PARTS OF THE EXERCISE:
- a) Copy the part of the 1899 Kansas Jayhawks football article starting with "- Conference: Independent" and going on through "Hall of Fame.".
- b) Continue the article on the 1899 Kansas Jayhawks football team from where it stops.

ARTICLE:

^^^^

- Conference: Independent
- Record: 10–0
- Head coach: Fielding H. Yost (1st season);
- Captain: Hubert Avery
- Home stadium: McCook Field

= 1899 Kansas Jayhawks football team =

American college football season

The 1899 Kansas Jayhawks football team represented the University of Kansas in the 1899 college football season. In their first and only season under head coach Fielding H. Yost, the Jayhawks compiled an undefeated 10–0 record, shut out six of their ten opponents, scored 280 points (28.0 points per games) and allowed only 37 points (3.7 points per game). The season included victories over Haskell (12–0 and 18–0), Drake (29–5), Nebraska (36–20), and Missouri (34–6).

Bennie Owen, who later coached at Oklahoma for 22 years, was the team's quarterback, and Hubert Avery was the team captain. Owen and coach Yost were both subsequently inducted into the College Football Hall of Fame.

^^^^

SOURCE DATA:
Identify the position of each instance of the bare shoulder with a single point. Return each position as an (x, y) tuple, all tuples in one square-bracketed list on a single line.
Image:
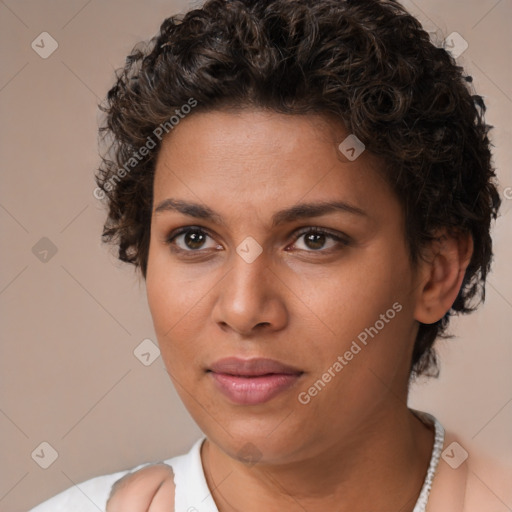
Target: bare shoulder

^^^^

TASK-BY-TASK OUTPUTS:
- a)
- Conference: Independent
- Record: 10–0
- Head coach: Fielding H. Yost (1st season);
- Captain: Hubert Avery
- Home stadium: McCook Field

= 1899 Kansas Jayhawks football team =

American college football season

The 1899 Kansas Jayhawks football team represented the University of Kansas in the 1899 college football season. In their first and only season under head coach Fielding H. Yost, the Jayhawks compiled an undefeated 10–0 record, shut out six of their ten opponents, scored 280 points (28.0 points per games) and allowed only 37 points (3.7 points per game). The season included victories over Haskell (12–0 and 18–0), Drake (29–5), Nebraska (36–20), and Missouri (34–6).

Bennie Owen, who later coached at Oklahoma for 22 years, was the team's quarterback, and Hubert Avery was the team captain. Owen and coach Yost were both subsequently inducted into the College Football Hall of Fame.

- b)
==Schedule==

| Date | Time | Opponent | Site | Result | Attendance | Source |
|---|---|---|---|---|---|---|
| September 30 |  | Haskell | McCook Field; Lawrence, KS; | W 12–0 | 500 |  |
| October 7 |  | Washburn | McCook Field; Lawrence, KS; | W 35–0 | 400 |  |
| October 14 |  | Ottawa (KS) | McCook Field; Lawrence, KS; | W 29–6 |  |  |
| October 21 |  | Drake | McCook Field; Lawrence, KS; | W 29–5 | 800 |  |
| October 28 |  | Haskell | Lawrence, KS | W 18–0 |  |  |
| November 4 |  | at Ottawa (KS) | Ottawa, KS | W 29–0 |  |  |
| November 11 | 2:30 p.m. | at Kansas State Normal | Mit-way Park; Emporia, KS; | W 35–0 |  |  |
| November 18 |  | at Nebraska | Lincoln, NE (rivalry) | W 36–20 |  |  |
| November 25 |  | Washburn | McCook Field; Lawrence, KS; | W 23–0 |  |  |
| November 30 |  | vs. Missouri | Exposition Park; Kansas City, MO (Border War); | W 34–6 | 8,000 |  |

==Season summary==

===Preseason===
On February 17, 1899, Hubert C. Avery, captain of the 1899 Kansas football team, was married to Nellie Criss.

In June 1899, the University of Kansas Athletic Association offered Nebraska football coach Fielding H. Yost $350 and an additional $150 conditionally to coach the school's football team. He accepted the offer on June 7, 1899. After spending the summer in Colorado, Yost arrived in Lawrence, Kansas, on September 4, 1899, and football practice began the following day.

On September 19, 1899, the Lawrence Daily Journal reported on a practice football game in which 37-year-old Dr. James Naismith (the coach of the Kansas basketball team and inventor of the sport) played against the 13-man varsity squad. The Journal reported that the varsity squad played with "snap and vigor" and credited Yost's coaching: "Coach Yost is giving his men instructions as to how to play to prevent gains when the other side has the ball, and though the Kansas line this year will be a light one, compared with what it has been in previous years, the boys are being coached so that they will be able to hold a much heavier lot of men."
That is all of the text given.